問題 1.
リストのうち、「of the dense」を含む行から最後までを、「meadow」を「pasture」に置き換えて書き直しなさい。それ以外の部分は一切変えないこと。

出典.
------------------------------------
なるほどわたしは、今日、しかじかのエクリチュールを選びとり、その行為によってわたしの自由を断言し、斬新なエクリチュールや伝統的なエクリチュールを望むことはできる。だがすこしずつ他人の言葉やわたし自身の言葉さえも囚われ人にならずには、もはやエクリチュールを持続的に展開させることはできなくなっている。先行するあらゆるエクリチュールや、わたし自身のエクリチュールの過去さえからもやって来る執拗な残像が、わたしの言葉における現在の声を覆ってしまう。いかなる書かれた痕跡も、化学元素のように沈殿してゆく。(p.25)

そこで、特定の視点を自然視するようなイデオロギーから「文学言語を解放」するためにバルトが夢想するのが、「さだめられた言語秩序への服従からまったく自由になった白いエクリチュール」、「零度のエクリチュール」である。

現用語からも厳密な意味での文学用語からもおなじく距離をおいた一種の基礎言語を作成して「文学」を乗り越えることが重要なのである。カミュの『異邦人』に始まったこの透明な言葉は、文体の理想的な不在に近い、不在の文体をなしとげている。それゆえエクリチュールの否定法のようなものとなり、言語の社会的あるいは神話的な性格は消え去って、形式は中性的で不活性な状態となっている。したがって思考は、自分の責任はすべて持ちつづけるが、自分のものではない歴史のなかで形式に付随している社会参加に飲み込まれてしまうことはない。(p.95)

「透明な言語」、「文体の理想的な不在」、「エクリチュールの否定法のようなもの」といった言葉でバルトが表現しようとしているのは、その時代の歴史的状況や社会的階級や規範、常套句や慣用的な言語使用といったものに縛られていない、ニュートラルなエクリチュール、といったもののことなのだろう。カミュの『異邦人』はそんな理想に近い作品として挙げられているわけだが、バルトは、同作品のどういった部分が理想的なのか、具体的な説明はしていない。おそらくは、それまでの文学作品と比較して、特定のイデオロギーや価値観、自然らしさ、文学的クリシェや紋切型から遊離している、従来的な文学とは異なる文学として成立している…というようなことなのだろう。

もっとも、そんな理想的なエクリチュールという存在も、あくまでも一時的なものでしかない、とバルトは続けている。

不幸にして、白いエクリチュールほど不実なものはない。最初に自由が見出されたその場所でこそ、自動装置的な行為が生み出される。言説がはじめにみせた新鮮さは、硬直した形式の網によってだんだんと締めつけられてゆく。(p.96)

白いエクリチュール、零度のエクリチュールとして、ある「書き方」が承認されてしまったが最期、それは新たな価値感、新たな規範となってしまう、ということだ。既存の自明性に対するどんな異議申し立ても、一度承認されてしまえば、それ自身が新たな既存の自明性となってしまう。すべてのエクリチュールは、その本質として無垢なままではいられない、というわけで、文学のユートピアは、そのまま文学の袋小路でもある…とバルトは述べている。
------------------------------------
演習用資料.
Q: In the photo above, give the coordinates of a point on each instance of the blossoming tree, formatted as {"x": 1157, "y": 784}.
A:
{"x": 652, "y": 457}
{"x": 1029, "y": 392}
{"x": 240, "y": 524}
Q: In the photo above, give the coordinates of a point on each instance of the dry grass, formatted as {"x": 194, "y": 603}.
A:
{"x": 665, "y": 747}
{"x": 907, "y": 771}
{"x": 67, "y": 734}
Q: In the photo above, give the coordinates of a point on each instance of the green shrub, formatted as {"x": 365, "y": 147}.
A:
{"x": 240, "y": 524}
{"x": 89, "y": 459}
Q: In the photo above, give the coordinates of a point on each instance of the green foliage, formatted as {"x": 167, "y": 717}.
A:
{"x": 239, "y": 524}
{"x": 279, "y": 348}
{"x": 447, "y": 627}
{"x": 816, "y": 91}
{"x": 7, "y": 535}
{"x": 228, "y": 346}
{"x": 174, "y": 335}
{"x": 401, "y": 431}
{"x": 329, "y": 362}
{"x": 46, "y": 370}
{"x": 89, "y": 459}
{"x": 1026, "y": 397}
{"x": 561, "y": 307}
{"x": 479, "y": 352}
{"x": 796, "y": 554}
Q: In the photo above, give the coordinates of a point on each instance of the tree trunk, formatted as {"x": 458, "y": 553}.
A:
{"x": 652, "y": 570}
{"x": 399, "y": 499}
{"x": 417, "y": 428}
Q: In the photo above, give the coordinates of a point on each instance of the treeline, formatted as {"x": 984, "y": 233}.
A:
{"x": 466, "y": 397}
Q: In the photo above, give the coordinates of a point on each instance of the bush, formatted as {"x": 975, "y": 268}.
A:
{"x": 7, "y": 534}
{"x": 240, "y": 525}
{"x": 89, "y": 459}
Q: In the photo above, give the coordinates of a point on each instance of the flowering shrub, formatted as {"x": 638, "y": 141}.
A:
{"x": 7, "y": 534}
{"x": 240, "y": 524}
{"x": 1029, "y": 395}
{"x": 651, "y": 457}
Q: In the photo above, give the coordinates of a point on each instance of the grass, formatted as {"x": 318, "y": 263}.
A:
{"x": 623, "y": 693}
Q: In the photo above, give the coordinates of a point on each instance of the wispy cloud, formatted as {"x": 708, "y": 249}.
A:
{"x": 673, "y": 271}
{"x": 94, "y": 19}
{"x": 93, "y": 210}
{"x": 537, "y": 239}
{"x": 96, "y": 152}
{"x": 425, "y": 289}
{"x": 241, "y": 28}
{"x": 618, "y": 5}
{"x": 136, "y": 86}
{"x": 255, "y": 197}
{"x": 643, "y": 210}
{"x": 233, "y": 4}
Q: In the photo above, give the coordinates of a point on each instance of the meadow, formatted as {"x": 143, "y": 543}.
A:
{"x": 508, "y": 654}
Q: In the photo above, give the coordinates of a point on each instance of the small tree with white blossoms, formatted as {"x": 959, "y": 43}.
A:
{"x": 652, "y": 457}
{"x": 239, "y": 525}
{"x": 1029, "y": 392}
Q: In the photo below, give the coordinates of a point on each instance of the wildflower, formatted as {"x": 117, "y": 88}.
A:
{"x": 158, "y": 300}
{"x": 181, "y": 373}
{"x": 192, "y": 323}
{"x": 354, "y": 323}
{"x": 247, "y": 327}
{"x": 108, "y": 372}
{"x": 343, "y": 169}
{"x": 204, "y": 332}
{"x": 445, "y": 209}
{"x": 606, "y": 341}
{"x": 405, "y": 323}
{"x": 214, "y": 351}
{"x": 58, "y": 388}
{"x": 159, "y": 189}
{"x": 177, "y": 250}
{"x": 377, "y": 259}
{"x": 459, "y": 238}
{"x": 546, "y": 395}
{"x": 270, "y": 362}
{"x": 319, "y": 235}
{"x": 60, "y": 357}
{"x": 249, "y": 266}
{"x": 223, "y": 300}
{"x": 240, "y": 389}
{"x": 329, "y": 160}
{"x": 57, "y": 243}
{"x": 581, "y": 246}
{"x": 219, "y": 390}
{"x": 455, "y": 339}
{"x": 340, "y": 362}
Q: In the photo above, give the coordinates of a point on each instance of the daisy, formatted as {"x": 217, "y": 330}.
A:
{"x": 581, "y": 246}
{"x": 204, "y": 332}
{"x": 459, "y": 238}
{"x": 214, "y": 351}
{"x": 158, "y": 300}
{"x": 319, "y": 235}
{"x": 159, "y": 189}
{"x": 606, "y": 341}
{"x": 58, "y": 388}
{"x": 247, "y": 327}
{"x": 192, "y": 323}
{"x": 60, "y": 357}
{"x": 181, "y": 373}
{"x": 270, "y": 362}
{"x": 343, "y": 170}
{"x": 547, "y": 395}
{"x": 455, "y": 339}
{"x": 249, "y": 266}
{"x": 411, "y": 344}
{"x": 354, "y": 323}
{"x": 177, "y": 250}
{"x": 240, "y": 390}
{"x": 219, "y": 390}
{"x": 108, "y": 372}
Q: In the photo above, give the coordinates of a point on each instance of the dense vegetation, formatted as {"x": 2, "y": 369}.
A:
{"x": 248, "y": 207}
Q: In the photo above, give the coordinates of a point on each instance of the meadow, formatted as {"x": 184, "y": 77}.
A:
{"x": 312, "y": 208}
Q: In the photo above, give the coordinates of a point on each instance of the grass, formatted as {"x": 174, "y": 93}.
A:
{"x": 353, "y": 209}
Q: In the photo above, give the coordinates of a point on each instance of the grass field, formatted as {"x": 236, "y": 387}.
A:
------------------------------------
問題 2.
エクリチュールについての文章から、「そこで、特定の視点を自然視す」から「というようなことなのだろう。」までを一字一句そのまま書き写しなさい。

最終解答 1.
Q: In the photo above, give the coordinates of a point on each instance of the dense vegetation, formatted as {"x": 2, "y": 369}.
A:
{"x": 248, "y": 207}
Q: In the photo above, give the coordinates of a point on each instance of the pasture, formatted as {"x": 184, "y": 77}.
A:
{"x": 312, "y": 208}
Q: In the photo above, give the coordinates of a point on each instance of the grass, formatted as {"x": 174, "y": 93}.
A:
{"x": 353, "y": 209}
Q: In the photo above, give the coordinates of a point on each instance of the grass field, formatted as {"x": 236, "y": 387}.
A:

最終解答 2.
そこで、特定の視点を自然視するようなイデオロギーから「文学言語を解放」するためにバルトが夢想するのが、「さだめられた言語秩序への服従からまったく自由になった白いエクリチュール」、「零度のエクリチュール」である。

現用語からも厳密な意味での文学用語からもおなじく距離をおいた一種の基礎言語を作成して「文学」を乗り越えることが重要なのである。カミュの『異邦人』に始まったこの透明な言葉は、文体の理想的な不在に近い、不在の文体をなしとげている。それゆえエクリチュールの否定法のようなものとなり、言語の社会的あるいは神話的な性格は消え去って、形式は中性的で不活性な状態となっている。したがって思考は、自分の責任はすべて持ちつづけるが、自分のものではない歴史のなかで形式に付随している社会参加に飲み込まれてしまうことはない。(p.95)

「透明な言語」、「文体の理想的な不在」、「エクリチュールの否定法のようなもの」といった言葉でバルトが表現しようとしているのは、その時代の歴史的状況や社会的階級や規範、常套句や慣用的な言語使用といったものに縛られていない、ニュートラルなエクリチュール、といったもののことなのだろう。カミュの『異邦人』はそんな理想に近い作品として挙げられているわけだが、バルトは、同作品のどういった部分が理想的なのか、具体的な説明はしていない。おそらくは、それまでの文学作品と比較して、特定のイデオロギーや価値観、自然らしさ、文学的クリシェや紋切型から遊離している、従来的な文学とは異なる文学として成立している…というようなことなのだろう。